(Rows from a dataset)
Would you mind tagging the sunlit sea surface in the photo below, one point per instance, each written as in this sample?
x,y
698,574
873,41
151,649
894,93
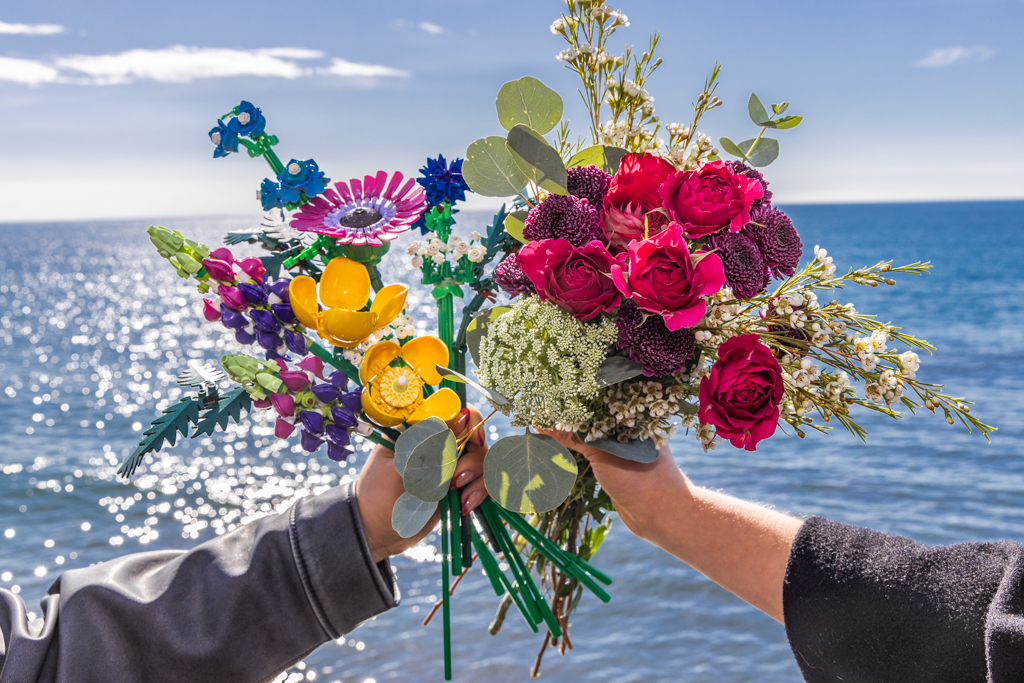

YOUR GOAL
Copy out every line of the rows above word for word, leaving out the pictures.

RESULT FOR THIS EXERCISE
Would you mind tagging the sunlit sea surface in the photo below, one point per instance, each written as in this sample?
x,y
698,574
873,41
151,649
894,93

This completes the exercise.